● **Instructions for the task**
Can you rewrite the entries from the line containing "Given the image above, the detector locates the sky" down to the last one, with "the detector" swapped for "the box finder" and everything else left the same?

● **Records supplied**
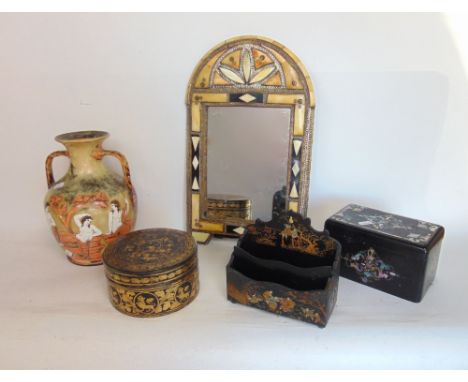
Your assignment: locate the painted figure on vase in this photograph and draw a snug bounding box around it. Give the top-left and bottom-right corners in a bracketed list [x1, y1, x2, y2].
[73, 214, 102, 243]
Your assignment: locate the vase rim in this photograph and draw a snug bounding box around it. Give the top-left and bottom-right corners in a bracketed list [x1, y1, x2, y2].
[55, 130, 109, 143]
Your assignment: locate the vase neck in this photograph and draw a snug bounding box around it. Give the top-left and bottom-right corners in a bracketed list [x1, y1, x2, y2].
[55, 131, 108, 176]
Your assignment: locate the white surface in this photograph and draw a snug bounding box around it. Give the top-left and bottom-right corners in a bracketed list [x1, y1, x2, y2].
[0, 234, 468, 369]
[0, 14, 468, 368]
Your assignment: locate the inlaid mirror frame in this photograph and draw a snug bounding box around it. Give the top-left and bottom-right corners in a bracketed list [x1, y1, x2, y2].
[186, 36, 315, 243]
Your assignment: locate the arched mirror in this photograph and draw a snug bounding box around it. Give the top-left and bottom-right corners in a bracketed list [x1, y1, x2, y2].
[186, 36, 315, 243]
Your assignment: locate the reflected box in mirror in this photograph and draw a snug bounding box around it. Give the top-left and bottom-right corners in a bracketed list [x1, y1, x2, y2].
[206, 106, 291, 223]
[325, 204, 444, 302]
[186, 36, 315, 243]
[205, 194, 252, 220]
[226, 212, 341, 327]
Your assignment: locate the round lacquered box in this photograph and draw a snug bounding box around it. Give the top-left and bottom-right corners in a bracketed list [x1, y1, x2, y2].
[103, 228, 199, 317]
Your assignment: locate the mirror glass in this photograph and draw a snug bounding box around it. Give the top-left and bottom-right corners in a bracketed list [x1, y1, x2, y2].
[204, 106, 291, 220]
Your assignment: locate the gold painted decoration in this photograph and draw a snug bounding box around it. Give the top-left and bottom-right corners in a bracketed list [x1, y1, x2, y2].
[103, 229, 199, 317]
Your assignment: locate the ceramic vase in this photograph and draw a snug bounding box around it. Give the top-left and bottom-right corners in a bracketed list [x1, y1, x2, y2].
[44, 131, 136, 265]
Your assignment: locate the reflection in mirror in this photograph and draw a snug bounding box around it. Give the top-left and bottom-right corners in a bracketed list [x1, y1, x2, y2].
[205, 106, 291, 220]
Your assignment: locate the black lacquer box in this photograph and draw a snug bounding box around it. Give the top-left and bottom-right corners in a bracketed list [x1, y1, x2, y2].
[226, 212, 341, 327]
[325, 204, 444, 302]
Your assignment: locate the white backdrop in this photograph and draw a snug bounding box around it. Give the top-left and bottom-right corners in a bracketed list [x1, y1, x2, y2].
[0, 13, 468, 367]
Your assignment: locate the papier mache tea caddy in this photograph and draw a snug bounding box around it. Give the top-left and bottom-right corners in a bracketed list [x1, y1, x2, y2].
[103, 228, 199, 317]
[325, 204, 444, 302]
[226, 211, 341, 327]
[44, 131, 136, 265]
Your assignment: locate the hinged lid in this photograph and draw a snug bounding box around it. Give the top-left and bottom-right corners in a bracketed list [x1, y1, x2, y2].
[103, 228, 197, 274]
[329, 204, 444, 247]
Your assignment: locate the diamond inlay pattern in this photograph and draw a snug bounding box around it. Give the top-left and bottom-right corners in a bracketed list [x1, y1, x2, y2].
[239, 93, 256, 103]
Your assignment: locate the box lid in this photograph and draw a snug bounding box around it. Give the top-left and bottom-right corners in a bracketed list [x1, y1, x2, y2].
[329, 204, 444, 247]
[103, 228, 197, 275]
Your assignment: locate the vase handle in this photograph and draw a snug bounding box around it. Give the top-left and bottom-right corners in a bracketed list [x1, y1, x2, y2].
[46, 151, 69, 188]
[94, 150, 134, 195]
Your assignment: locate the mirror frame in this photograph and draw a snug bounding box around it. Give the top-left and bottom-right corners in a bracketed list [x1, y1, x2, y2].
[186, 36, 315, 243]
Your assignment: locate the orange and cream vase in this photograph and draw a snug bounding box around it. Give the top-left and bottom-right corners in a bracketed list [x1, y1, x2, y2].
[44, 131, 136, 265]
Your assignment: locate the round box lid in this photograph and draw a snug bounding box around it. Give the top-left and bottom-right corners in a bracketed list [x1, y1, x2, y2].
[103, 228, 197, 274]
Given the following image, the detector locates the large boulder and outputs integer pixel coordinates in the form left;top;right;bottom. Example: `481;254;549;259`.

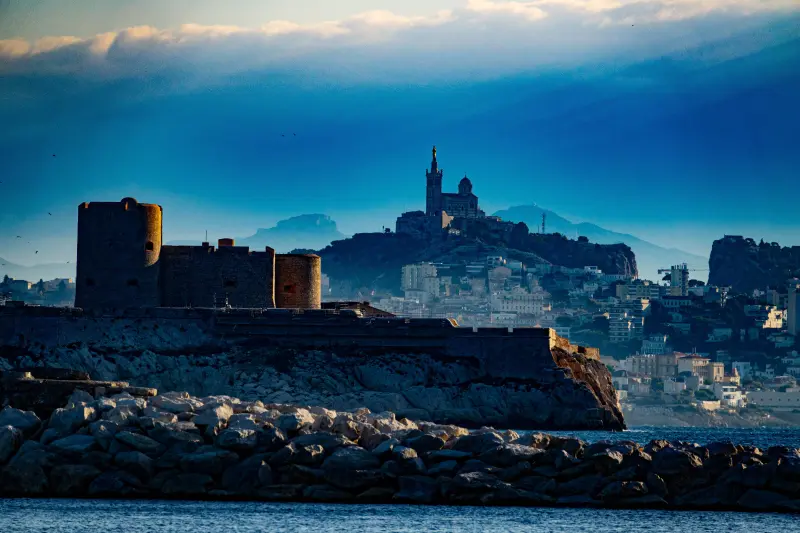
216;428;258;452
50;435;100;453
450;432;505;455
0;406;42;436
114;431;164;456
114;451;154;481
0;426;24;465
222;454;272;495
161;473;214;496
180;449;239;476
322;446;380;470
478;437;543;467
50;465;102;498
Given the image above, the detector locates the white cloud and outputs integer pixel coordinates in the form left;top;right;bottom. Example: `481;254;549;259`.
467;0;547;21
0;0;800;76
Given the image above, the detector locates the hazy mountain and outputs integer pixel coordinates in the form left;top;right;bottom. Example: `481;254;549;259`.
495;205;708;280
0;257;75;282
167;214;346;253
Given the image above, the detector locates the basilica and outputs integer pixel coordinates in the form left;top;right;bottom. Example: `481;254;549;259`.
425;146;486;218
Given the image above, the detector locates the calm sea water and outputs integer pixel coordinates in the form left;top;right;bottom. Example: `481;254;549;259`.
540;426;800;449
0;499;800;533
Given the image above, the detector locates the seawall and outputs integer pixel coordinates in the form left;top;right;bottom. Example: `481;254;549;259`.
0;308;624;429
0;386;800;512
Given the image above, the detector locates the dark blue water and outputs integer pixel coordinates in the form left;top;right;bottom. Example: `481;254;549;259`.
544;426;800;449
0;499;800;533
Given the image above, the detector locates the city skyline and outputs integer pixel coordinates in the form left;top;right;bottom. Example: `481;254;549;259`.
0;0;800;264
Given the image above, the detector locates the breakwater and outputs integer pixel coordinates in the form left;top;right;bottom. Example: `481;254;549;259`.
0;389;800;512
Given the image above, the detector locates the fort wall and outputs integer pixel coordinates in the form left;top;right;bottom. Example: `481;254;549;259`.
275;254;322;309
75;198;162;309
161;243;275;308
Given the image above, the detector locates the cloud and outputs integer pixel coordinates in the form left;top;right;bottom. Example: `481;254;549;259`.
0;0;800;78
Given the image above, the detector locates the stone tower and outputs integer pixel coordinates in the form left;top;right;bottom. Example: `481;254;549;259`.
425;146;442;217
75;198;162;309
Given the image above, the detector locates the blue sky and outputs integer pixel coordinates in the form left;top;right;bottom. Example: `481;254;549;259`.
0;0;800;264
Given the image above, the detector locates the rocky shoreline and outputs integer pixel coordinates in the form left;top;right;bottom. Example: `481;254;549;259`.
0;389;800;512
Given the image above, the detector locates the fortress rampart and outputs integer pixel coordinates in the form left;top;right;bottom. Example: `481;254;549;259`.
0;307;599;379
75;198;322;310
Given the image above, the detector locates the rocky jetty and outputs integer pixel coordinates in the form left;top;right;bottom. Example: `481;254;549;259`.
0;389;800;512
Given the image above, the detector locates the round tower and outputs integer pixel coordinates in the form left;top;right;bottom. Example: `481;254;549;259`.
75;198;162;309
275;254;322;309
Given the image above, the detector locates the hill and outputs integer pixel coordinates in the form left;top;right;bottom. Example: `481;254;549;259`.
0;257;75;282
495;205;707;280
708;235;800;293
317;221;637;297
167;214;346;253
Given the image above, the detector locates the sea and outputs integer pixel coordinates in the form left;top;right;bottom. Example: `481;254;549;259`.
0;427;800;533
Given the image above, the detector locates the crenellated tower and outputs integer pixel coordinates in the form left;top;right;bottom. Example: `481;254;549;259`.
425;146;442;216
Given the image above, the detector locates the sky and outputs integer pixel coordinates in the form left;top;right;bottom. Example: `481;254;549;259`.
0;0;800;265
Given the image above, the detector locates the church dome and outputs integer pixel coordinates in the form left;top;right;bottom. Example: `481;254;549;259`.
458;176;472;194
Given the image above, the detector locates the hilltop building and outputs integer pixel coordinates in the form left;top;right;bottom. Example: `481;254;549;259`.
395;146;486;236
75;198;322;309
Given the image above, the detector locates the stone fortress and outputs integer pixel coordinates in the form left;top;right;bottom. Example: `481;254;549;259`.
75;198;322;310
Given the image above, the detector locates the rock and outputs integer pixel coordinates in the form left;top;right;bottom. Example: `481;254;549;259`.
228;413;263;430
556;474;603;496
50;465;101;498
451;432;505;455
0;406;42;436
147;426;204;452
426;450;472;464
114;431;164;456
222;454;272;495
428;460;458;477
737;489;789;511
356;487;394;503
458;459;501;475
322;446;380;470
405;434;445;454
323;467;385;490
180;449;239;476
161;473;214;496
371;438;400;459
653;447;703;476
114;451;154;481
478;437;542;467
276;464;325;485
87;470;146;496
275;409;314;432
0;426;24;465
258;485;304;502
292;433;353;452
645;472;669;498
303;485;353;502
216;428;258;452
392;476;439;503
50;435;100;453
258;428;287;451
600;481;648;503
150;392;202;414
192;404;233;428
0;441;55;496
103;406;139;427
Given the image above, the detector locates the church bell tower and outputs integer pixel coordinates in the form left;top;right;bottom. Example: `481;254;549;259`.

● **Written answer**
Given the image above, the box finder locates the sky and outputs integer pixel coordinates in the form left;top;right;bottom. Example: `481;254;549;259`.
0;0;800;265
Given the image above, the box finder locates the church dome and outputs integer pixel coordinates in the form left;top;right;bottom. Example: `481;254;549;259`.
458;176;472;194
Given the image above, the box finder locates the hilltop building and outputs integer pixel coordinates in the form left;top;right;bottom. Example: `481;254;549;259`.
395;146;486;236
75;198;322;309
Given the image above, the box finder locates the stone fortress and outputs integer pixel coordinates in the form left;top;right;bottom. Example: `481;254;549;259`.
75;198;322;310
Given the image above, the box finder locates the rock and outputs integer pixel coordinates in the form left;top;right;bottom. Example: `481;254;549;259`.
228;413;263;430
556;474;603;496
50;465;101;498
451;432;505;455
0;406;42;436
147;426;204;452
426;450;472;464
114;431;164;456
222;454;272;495
428;460;458;477
737;489;789;511
356;487;394;503
458;459;501;475
322;446;380;470
405;434;445;454
323;467;385;490
180;449;239;476
161;473;214;496
371;438;400;459
653;447;703;476
114;451;154;481
478;437;542;467
276;464;325;485
87;470;146;496
275;409;314;432
0;426;24;465
258;485;304;502
292;433;353;452
645;472;669;498
303;485;353;502
216;428;258;452
392;476;439;503
50;435;100;453
258;428;287;451
600;481;648;503
150;392;202;414
192;404;233;428
0;441;55;496
103;406;139;427
Given the image above, the box finder locates the church bell tower and outputs integer pixel coordinates in the form left;top;right;bottom. Example: `481;254;549;259`.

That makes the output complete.